Task requirements: Rewrite every line of the listing below with "red bunny tail flower spike" swapped for "red catkin" and everything else unchanged. Leave the pictures out of your answer.

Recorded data
::::

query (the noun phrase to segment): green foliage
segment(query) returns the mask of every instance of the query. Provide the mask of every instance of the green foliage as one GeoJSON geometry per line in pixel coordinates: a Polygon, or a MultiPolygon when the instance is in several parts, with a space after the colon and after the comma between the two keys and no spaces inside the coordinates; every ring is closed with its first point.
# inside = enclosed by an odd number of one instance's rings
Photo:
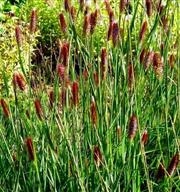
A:
{"type": "Polygon", "coordinates": [[[63,1],[34,0],[16,11],[18,18],[1,23],[0,190],[180,191],[178,1],[167,1],[161,14],[153,4],[149,17],[142,1],[131,1],[123,13],[119,2],[111,1],[121,29],[115,45],[112,37],[107,41],[104,3],[91,1],[89,13],[98,7],[100,16],[94,33],[84,35],[78,2],[71,1],[77,10],[74,22],[63,1]],[[32,9],[38,15],[35,34],[29,34],[32,9]],[[168,16],[167,26],[163,16],[168,16]],[[22,47],[15,39],[17,21],[22,47]],[[148,27],[140,40],[144,21],[148,27]],[[40,50],[42,60],[32,63],[39,44],[53,52],[49,45],[57,40],[57,58],[40,50]],[[140,59],[144,49],[145,60],[140,59]],[[17,81],[7,94],[15,70],[23,72],[26,88],[17,81]],[[34,85],[33,78],[39,80],[34,85]]]}

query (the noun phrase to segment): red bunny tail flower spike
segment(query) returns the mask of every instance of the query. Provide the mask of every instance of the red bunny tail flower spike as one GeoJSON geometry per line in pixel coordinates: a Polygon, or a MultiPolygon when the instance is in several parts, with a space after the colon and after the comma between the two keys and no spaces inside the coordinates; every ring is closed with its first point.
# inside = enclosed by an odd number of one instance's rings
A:
{"type": "Polygon", "coordinates": [[[76,81],[73,82],[71,91],[73,104],[77,106],[79,103],[79,85],[76,81]]]}
{"type": "Polygon", "coordinates": [[[26,82],[24,79],[24,76],[19,73],[19,72],[15,72],[13,74],[13,85],[14,87],[19,87],[20,90],[24,91],[26,88],[26,82]]]}
{"type": "Polygon", "coordinates": [[[148,23],[147,23],[147,21],[144,21],[143,24],[142,24],[140,33],[139,33],[139,40],[140,41],[142,41],[144,39],[145,33],[147,31],[147,27],[148,27],[148,23]]]}
{"type": "Polygon", "coordinates": [[[146,13],[148,17],[152,15],[152,0],[146,0],[146,13]]]}
{"type": "Polygon", "coordinates": [[[33,9],[31,12],[31,21],[30,21],[30,27],[29,27],[30,33],[36,32],[36,26],[37,26],[37,11],[33,9]]]}
{"type": "Polygon", "coordinates": [[[108,61],[107,61],[107,50],[106,48],[101,49],[101,78],[106,78],[108,68],[108,61]]]}
{"type": "Polygon", "coordinates": [[[153,68],[158,76],[163,74],[163,61],[160,53],[156,52],[153,55],[153,68]]]}
{"type": "Polygon", "coordinates": [[[35,33],[37,27],[37,10],[33,9],[31,12],[31,21],[29,26],[30,33],[35,33]]]}
{"type": "Polygon", "coordinates": [[[90,115],[91,115],[91,121],[93,125],[97,124],[97,109],[96,109],[96,103],[94,101],[94,97],[92,97],[91,106],[90,106],[90,115]]]}
{"type": "Polygon", "coordinates": [[[65,33],[67,30],[67,24],[66,24],[66,20],[63,13],[59,14],[59,23],[60,23],[61,31],[65,33]]]}
{"type": "Polygon", "coordinates": [[[142,137],[141,137],[141,143],[143,145],[146,145],[147,142],[148,142],[148,132],[147,132],[147,130],[144,130],[142,137]]]}
{"type": "Polygon", "coordinates": [[[114,47],[117,45],[119,40],[119,26],[117,22],[112,23],[112,42],[114,47]]]}
{"type": "Polygon", "coordinates": [[[90,16],[87,14],[84,16],[84,24],[83,24],[84,36],[88,35],[89,30],[90,30],[90,16]]]}
{"type": "Polygon", "coordinates": [[[57,65],[57,74],[61,80],[64,80],[66,77],[66,68],[62,64],[57,65]]]}
{"type": "Polygon", "coordinates": [[[120,9],[120,12],[124,12],[125,8],[126,8],[126,5],[127,5],[127,1],[128,0],[120,0],[119,2],[119,9],[120,9]]]}
{"type": "Polygon", "coordinates": [[[112,26],[113,26],[113,22],[109,23],[109,28],[108,28],[108,33],[107,33],[107,40],[109,41],[112,37],[112,26]]]}
{"type": "Polygon", "coordinates": [[[138,121],[135,115],[132,115],[129,120],[129,132],[128,137],[129,139],[133,140],[136,136],[136,131],[138,129],[138,121]]]}
{"type": "Polygon", "coordinates": [[[36,99],[34,101],[34,106],[35,106],[35,109],[36,109],[37,116],[39,117],[40,120],[42,120],[42,118],[43,118],[43,110],[42,110],[42,106],[41,106],[41,103],[40,103],[39,99],[36,99]]]}
{"type": "Polygon", "coordinates": [[[102,163],[102,154],[98,146],[94,147],[94,161],[95,164],[99,167],[102,163]]]}
{"type": "Polygon", "coordinates": [[[169,56],[169,65],[170,65],[171,68],[174,68],[175,60],[176,60],[175,56],[173,54],[171,54],[169,56]]]}
{"type": "Polygon", "coordinates": [[[134,81],[135,81],[135,78],[134,78],[134,66],[133,64],[129,64],[128,65],[128,86],[129,86],[129,89],[132,90],[133,88],[133,85],[134,85],[134,81]]]}
{"type": "Polygon", "coordinates": [[[69,49],[70,49],[69,42],[63,42],[62,45],[60,46],[60,61],[64,66],[68,65],[69,49]]]}
{"type": "Polygon", "coordinates": [[[97,17],[98,17],[98,10],[96,9],[95,12],[90,14],[90,33],[93,34],[94,28],[97,24],[97,17]]]}
{"type": "Polygon", "coordinates": [[[172,176],[173,173],[175,172],[177,166],[178,166],[178,163],[180,161],[180,158],[179,158],[179,154],[176,153],[173,158],[171,159],[171,162],[167,168],[167,172],[169,174],[169,176],[172,176]]]}
{"type": "Polygon", "coordinates": [[[8,104],[4,99],[0,99],[0,104],[3,109],[4,116],[8,118],[10,116],[8,104]]]}
{"type": "Polygon", "coordinates": [[[33,140],[31,137],[28,137],[25,139],[25,146],[27,148],[29,160],[34,161],[35,160],[35,151],[34,151],[34,146],[33,146],[33,140]]]}
{"type": "Polygon", "coordinates": [[[70,7],[70,15],[71,15],[72,20],[75,21],[75,19],[76,19],[76,9],[73,6],[70,7]]]}
{"type": "Polygon", "coordinates": [[[160,163],[157,174],[156,174],[156,179],[161,180],[164,178],[164,176],[165,176],[165,168],[162,165],[162,163],[160,163]]]}
{"type": "Polygon", "coordinates": [[[69,0],[64,0],[64,9],[66,12],[70,12],[70,1],[69,0]]]}
{"type": "Polygon", "coordinates": [[[15,28],[15,36],[17,45],[20,47],[22,45],[22,31],[19,25],[17,25],[15,28]]]}
{"type": "Polygon", "coordinates": [[[50,108],[52,109],[53,104],[54,104],[54,101],[55,101],[54,91],[53,91],[53,90],[50,90],[50,91],[49,91],[48,97],[49,97],[49,105],[50,105],[50,108]]]}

::::

Full answer:
query (the noun phrase to segment): green foliage
segment(query) returns the mask of every instance of the query. Provide the mask of every instance of the green foliage as one GeoJSON geometry per line in pixel coordinates: a Polygon, or a MultiPolygon when the instance is in several parts, with a space after the colon and after the comma between the two keys and no spaces inside the coordinates; every ring is closed with its first point.
# inside = enclosed by an odd number of one instance's rings
Photo:
A:
{"type": "Polygon", "coordinates": [[[63,1],[34,0],[16,11],[18,18],[1,23],[0,190],[180,191],[178,1],[167,1],[161,14],[153,4],[149,17],[142,1],[131,1],[123,13],[119,2],[111,1],[121,29],[115,45],[112,37],[107,41],[104,3],[91,1],[89,13],[98,7],[100,16],[94,33],[84,35],[78,2],[71,1],[77,10],[74,22],[63,1]],[[32,9],[38,15],[35,34],[29,34],[32,9]],[[168,16],[167,26],[163,16],[168,16]],[[22,47],[15,39],[17,21],[22,47]],[[148,27],[140,40],[144,21],[148,27]],[[40,50],[42,60],[32,63],[39,44],[53,52],[49,45],[57,40],[57,58],[40,50]],[[140,59],[144,49],[145,60],[140,59]],[[17,81],[7,94],[15,70],[23,72],[26,88],[17,81]],[[34,85],[33,78],[39,80],[34,85]]]}

query (the noun phrase to segment): red catkin
segment(query) returns the mask of every instance of the query. Provide the mask of every instance of the red catkin as one GeoJSON geometry per line in pixel coordinates: a Polygon, or a MultiPolygon when the instance is in several parts, with a space after the colon and after the comma between the two keys and no spaces inside the coordinates; every ring is closed with its first point.
# inside = enclosed by an odd number of one instance's rings
A:
{"type": "Polygon", "coordinates": [[[76,81],[73,82],[71,91],[73,104],[77,106],[79,103],[79,85],[76,81]]]}
{"type": "Polygon", "coordinates": [[[26,82],[24,79],[24,76],[19,73],[19,72],[15,72],[13,74],[13,85],[14,87],[19,87],[20,90],[24,91],[26,88],[26,82]]]}
{"type": "Polygon", "coordinates": [[[148,23],[147,23],[147,21],[144,21],[143,24],[142,24],[140,33],[139,33],[139,40],[140,41],[142,41],[144,39],[145,33],[147,31],[147,27],[148,27],[148,23]]]}
{"type": "Polygon", "coordinates": [[[146,13],[148,17],[152,15],[152,0],[146,0],[146,13]]]}
{"type": "Polygon", "coordinates": [[[33,9],[31,12],[31,21],[30,21],[30,27],[29,27],[30,33],[36,32],[36,26],[37,26],[37,11],[33,9]]]}
{"type": "Polygon", "coordinates": [[[108,61],[107,61],[107,50],[106,48],[101,49],[101,78],[106,78],[108,68],[108,61]]]}
{"type": "Polygon", "coordinates": [[[153,68],[158,76],[163,74],[163,61],[160,53],[156,52],[153,55],[153,68]]]}
{"type": "Polygon", "coordinates": [[[35,33],[37,27],[37,10],[33,9],[31,12],[31,21],[29,26],[30,33],[35,33]]]}
{"type": "Polygon", "coordinates": [[[90,115],[91,115],[91,121],[93,125],[97,124],[97,109],[96,109],[96,103],[94,101],[94,97],[92,97],[91,106],[90,106],[90,115]]]}
{"type": "Polygon", "coordinates": [[[65,33],[67,30],[67,24],[66,24],[66,20],[63,13],[59,14],[59,23],[60,23],[61,31],[65,33]]]}
{"type": "Polygon", "coordinates": [[[142,137],[141,137],[141,143],[143,145],[146,145],[147,142],[148,142],[148,132],[147,132],[147,130],[144,130],[142,137]]]}
{"type": "Polygon", "coordinates": [[[114,47],[117,45],[119,40],[119,26],[117,22],[112,23],[112,42],[114,47]]]}
{"type": "Polygon", "coordinates": [[[90,16],[87,14],[84,16],[84,24],[83,24],[84,36],[88,35],[89,30],[90,30],[90,16]]]}
{"type": "Polygon", "coordinates": [[[57,65],[57,74],[61,80],[64,80],[66,77],[66,68],[62,64],[57,65]]]}
{"type": "Polygon", "coordinates": [[[120,9],[120,12],[124,12],[125,8],[126,8],[126,5],[127,5],[127,1],[128,0],[120,0],[119,2],[119,9],[120,9]]]}
{"type": "Polygon", "coordinates": [[[112,26],[113,26],[113,22],[109,23],[109,28],[108,28],[108,33],[107,33],[107,40],[109,41],[112,37],[112,26]]]}
{"type": "Polygon", "coordinates": [[[138,121],[135,115],[132,115],[129,120],[129,132],[128,137],[129,139],[133,140],[136,136],[136,131],[138,129],[138,121]]]}
{"type": "Polygon", "coordinates": [[[36,99],[34,101],[34,106],[35,106],[35,109],[36,109],[37,116],[39,117],[40,120],[42,120],[42,118],[43,118],[43,110],[42,110],[42,106],[41,106],[41,103],[40,103],[39,99],[36,99]]]}
{"type": "Polygon", "coordinates": [[[102,163],[102,154],[98,146],[94,147],[94,161],[95,164],[99,167],[102,163]]]}
{"type": "Polygon", "coordinates": [[[169,56],[169,65],[170,65],[171,68],[174,68],[175,60],[176,60],[175,56],[173,54],[171,54],[169,56]]]}
{"type": "Polygon", "coordinates": [[[134,81],[135,81],[135,78],[134,78],[134,66],[133,64],[129,64],[128,65],[128,86],[129,86],[129,89],[132,90],[133,88],[133,85],[134,85],[134,81]]]}
{"type": "Polygon", "coordinates": [[[69,49],[70,49],[69,42],[63,42],[62,45],[60,46],[60,61],[64,66],[68,65],[69,49]]]}
{"type": "Polygon", "coordinates": [[[97,17],[98,17],[98,10],[96,9],[95,12],[90,14],[90,33],[93,34],[94,28],[97,24],[97,17]]]}
{"type": "Polygon", "coordinates": [[[172,176],[173,173],[175,172],[177,166],[178,166],[178,163],[180,161],[180,158],[179,158],[179,154],[176,153],[173,158],[171,159],[171,162],[167,168],[167,172],[169,174],[169,176],[172,176]]]}
{"type": "Polygon", "coordinates": [[[8,104],[4,99],[0,99],[0,104],[3,109],[4,116],[8,118],[10,116],[8,104]]]}
{"type": "Polygon", "coordinates": [[[33,140],[31,137],[28,137],[25,139],[25,146],[27,148],[29,160],[34,161],[35,160],[35,151],[34,151],[34,146],[33,146],[33,140]]]}
{"type": "Polygon", "coordinates": [[[70,7],[70,15],[71,15],[72,20],[75,21],[75,19],[76,19],[76,9],[73,6],[70,7]]]}
{"type": "Polygon", "coordinates": [[[160,163],[157,174],[156,174],[156,179],[161,180],[164,178],[164,176],[165,176],[165,168],[162,165],[162,163],[160,163]]]}
{"type": "Polygon", "coordinates": [[[69,0],[64,0],[64,9],[66,12],[70,12],[70,1],[69,0]]]}
{"type": "Polygon", "coordinates": [[[15,28],[15,36],[17,45],[20,47],[22,45],[22,31],[19,25],[17,25],[15,28]]]}
{"type": "Polygon", "coordinates": [[[50,108],[52,109],[53,104],[54,104],[54,101],[55,101],[54,91],[53,91],[53,90],[50,90],[50,91],[49,91],[48,97],[49,97],[49,105],[50,105],[50,108]]]}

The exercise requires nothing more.